#### Questions à traiter
(a) Pour chaque affirmation, dites si l’entretien sur le handball la confirme (oui ou non), en citant mot pour mot le passage qui tranche : (i) MyCoach Pro, pour le suivi des élites, a déjà été livré ; (ii) deux listes candidates sont annoncées ; (iii) l’application pour le grand public est prévue d’ici la fin de l’année.
(b) D’après l’entretien sur le handball, qu’est-ce qui doit être livré d’ici la fin de l’année ? Donnez la liste complète.
(c) Poursuivez l’entretien sur le handball après sa dernière phrase.

#### Extrait du texte
____

Enfin la troisième : veiller, en tant que chef de service, à la neutralité des cadres techniques dans cette période de campagne électorale. Cela passera par une note interne ?
Même si cela coule de source, il faut en effet le rappeler aux collègues. Les agents de l’État sont dépositaires de la mission de service public confiée pat l’État aux fédérations et notre rôle c’est bien de garantir cette neutralité et assurer la continuité de service dans cette période un peu particulière, sans doute agitée, avec trois listes candidates annoncées dont l’une sera conduite par, bientôt, l’ex DTN. Cela invite au devoir de réserve essentiel pour préserver la crédibilité de l’action et l’intégrité de chacun.

Jusqu’à présent tu étais notamment missionné sur le développement de l’application MyCoach by FFHandball. Pourras-tu continuer à t’impliquer sur ce dossier chronophage ?
C’est en effet l’un des chantiers qui nous occupe beaucoup. L’objectif ne changera pas, à savoir assurer la poursuite du plan de digitalisation fédéral. L’application classique pour les clubs et leurs coaches ainsi que MyCoach Pro pour le suivi des élites ont été livrés et même si quelques difficultés techniques sont en cours de résolution sur la synchronisation des licences, le produit sera un formidable accélérateur de modernité. Ensuite nous livrerons l’application mobile à destination des joueurs, les outils d’administration pour les Ligues et les Comités ainsi que l’application mobile pour les coaches le tout d’ici la fin de l’année. Enfin nous imaginons déjà pour 2021 une application à destination du grand public, avec l’enjeu fort d’élargir la communauté handball au-delà des licenciés pour animer, séduire et offrir du service et de l’information.

Et les autres missions auxquelles tu es attaché : notamment le développement des handballs ?
Bien sûr il faut poursuivre le développement des handballs qui démontrent toute leur importance pendant la période que nous traversons. À la fois comme pratiques alternatives et potentielles pour attirer de nouveaux publics, pratiquer hors des gymnases qui s’ouvrent et se ferment au gré des protocoles sanitaires. Il y a aussi, le chantier stratégique de la formation au sein de l’IFFE, désormais dotée depuis cet été d’un Centre de Formation des Apprentis. Bref les dossiers ne manquent pas et si tu te permets de faire du surplace…. tu recules !

____

#### Lignes fournies

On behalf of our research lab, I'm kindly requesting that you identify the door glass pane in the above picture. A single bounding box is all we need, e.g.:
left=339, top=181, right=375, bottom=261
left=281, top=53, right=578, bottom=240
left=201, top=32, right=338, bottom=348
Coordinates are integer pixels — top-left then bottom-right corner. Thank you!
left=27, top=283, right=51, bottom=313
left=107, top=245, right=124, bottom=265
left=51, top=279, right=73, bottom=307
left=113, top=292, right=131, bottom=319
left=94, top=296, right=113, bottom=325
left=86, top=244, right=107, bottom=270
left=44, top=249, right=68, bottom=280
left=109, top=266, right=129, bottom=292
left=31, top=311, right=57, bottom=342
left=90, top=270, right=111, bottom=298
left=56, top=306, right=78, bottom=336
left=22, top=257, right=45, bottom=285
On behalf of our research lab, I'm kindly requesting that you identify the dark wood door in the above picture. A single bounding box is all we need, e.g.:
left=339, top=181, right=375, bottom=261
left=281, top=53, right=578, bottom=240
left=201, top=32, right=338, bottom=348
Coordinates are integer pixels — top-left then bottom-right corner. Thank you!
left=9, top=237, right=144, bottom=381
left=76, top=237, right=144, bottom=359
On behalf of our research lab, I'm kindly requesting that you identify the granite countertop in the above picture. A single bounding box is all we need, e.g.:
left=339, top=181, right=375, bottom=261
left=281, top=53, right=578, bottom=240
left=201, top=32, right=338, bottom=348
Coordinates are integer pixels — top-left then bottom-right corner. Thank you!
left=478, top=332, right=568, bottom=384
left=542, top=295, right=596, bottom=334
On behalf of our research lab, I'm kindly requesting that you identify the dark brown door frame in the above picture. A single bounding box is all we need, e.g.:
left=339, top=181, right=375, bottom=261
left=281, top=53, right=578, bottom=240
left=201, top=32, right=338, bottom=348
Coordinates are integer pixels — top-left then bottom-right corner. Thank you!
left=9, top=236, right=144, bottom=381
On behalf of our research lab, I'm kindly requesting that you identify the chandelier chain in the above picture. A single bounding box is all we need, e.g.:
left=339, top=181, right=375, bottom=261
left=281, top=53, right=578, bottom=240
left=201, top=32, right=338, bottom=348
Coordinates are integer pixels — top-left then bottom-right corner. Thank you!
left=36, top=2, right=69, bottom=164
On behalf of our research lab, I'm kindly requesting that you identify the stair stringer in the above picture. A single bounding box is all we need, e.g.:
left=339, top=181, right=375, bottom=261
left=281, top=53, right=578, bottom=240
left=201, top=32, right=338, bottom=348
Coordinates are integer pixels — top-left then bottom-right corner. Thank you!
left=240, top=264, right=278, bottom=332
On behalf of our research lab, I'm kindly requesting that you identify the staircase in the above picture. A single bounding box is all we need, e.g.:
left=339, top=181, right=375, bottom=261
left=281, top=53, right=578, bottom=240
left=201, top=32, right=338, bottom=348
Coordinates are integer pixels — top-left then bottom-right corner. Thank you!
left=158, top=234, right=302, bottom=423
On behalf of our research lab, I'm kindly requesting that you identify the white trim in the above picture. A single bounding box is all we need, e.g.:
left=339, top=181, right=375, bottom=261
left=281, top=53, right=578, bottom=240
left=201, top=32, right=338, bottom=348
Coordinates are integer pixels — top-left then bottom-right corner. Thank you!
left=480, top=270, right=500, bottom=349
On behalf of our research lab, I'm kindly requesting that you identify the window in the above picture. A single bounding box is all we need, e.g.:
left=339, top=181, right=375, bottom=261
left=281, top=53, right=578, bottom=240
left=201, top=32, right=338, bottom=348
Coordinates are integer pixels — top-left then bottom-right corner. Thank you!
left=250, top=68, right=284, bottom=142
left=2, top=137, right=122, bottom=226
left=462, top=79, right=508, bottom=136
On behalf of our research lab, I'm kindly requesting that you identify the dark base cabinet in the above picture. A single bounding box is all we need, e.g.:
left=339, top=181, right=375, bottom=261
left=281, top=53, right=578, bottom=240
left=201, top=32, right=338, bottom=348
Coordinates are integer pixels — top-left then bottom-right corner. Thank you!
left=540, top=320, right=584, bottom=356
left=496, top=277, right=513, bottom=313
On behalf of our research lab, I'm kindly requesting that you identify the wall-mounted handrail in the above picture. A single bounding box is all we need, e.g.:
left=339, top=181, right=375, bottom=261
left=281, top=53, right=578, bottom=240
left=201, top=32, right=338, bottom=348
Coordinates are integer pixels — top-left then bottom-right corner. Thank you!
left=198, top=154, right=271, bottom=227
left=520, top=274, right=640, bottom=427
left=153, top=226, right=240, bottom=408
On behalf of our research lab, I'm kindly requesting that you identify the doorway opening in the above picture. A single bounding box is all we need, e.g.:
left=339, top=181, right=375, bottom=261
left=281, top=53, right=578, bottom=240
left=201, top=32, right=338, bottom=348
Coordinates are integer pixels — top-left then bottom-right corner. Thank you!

____

#### Réponses par ordre
(a)
(i) Oui : « L’application classique pour les clubs et leurs coaches ainsi que MyCoach Pro pour le suivi des élites ont été livrés »
(ii) Non : « avec trois listes candidates annoncées »
(iii) Non : « Enfin nous imaginons déjà pour 2021 une application à destination du grand public »

(b)
- l’application mobile à destination des joueurs
- les outils d’administration pour les Ligues et les Comités
- l’application mobile pour les coaches

(c)
Le 1er octobre, premier jour de ta prise de fonction, l’équipe de France féminine affrontera le Monténégro. Comptes-tu te rendre au Danemark ? Vas-tu adresser un message aux joueuses et au staff ?
Elles sont arrivées hier (dimanche) à la Maison du Handball dans l’optique de la 1e étape de la Golden League qui se tiendra cette semaine au Danemark. Les athlètes et le staff vont se retrouver après une longue rupture pour préparer au mieux cette première échéance internationale, dans un environnement sécurisé. C’est évidemment un grand plaisir que de revoir l’équipe de France féminine. C’est important de revenir à la compétition et d’aller au Danemark qui présage de l’Euro féminin 2020 qui aura lieu en décembre. Cette semaine également, la Maison du Handball accueille l’ensemble des sélections féminines puisque les U18 et les U20F effectuent également un stage.

Comment te projettes-tu pour la suite ?
Pour l’instant, je me projette seulement à court terme. Cependant, j’assume et j’assumerai l’intérim le temps qu’il faudra. Après l’élection, il y aura un appel à candidatures puis la proposition au ministère des sports d’un candidat choisi par le nouveau président. À 63 ans, je n’ai pas d’ambition de ce côté-là et je n’envisage pas de poursuivre ma vie professionnelle au-delà de 2022.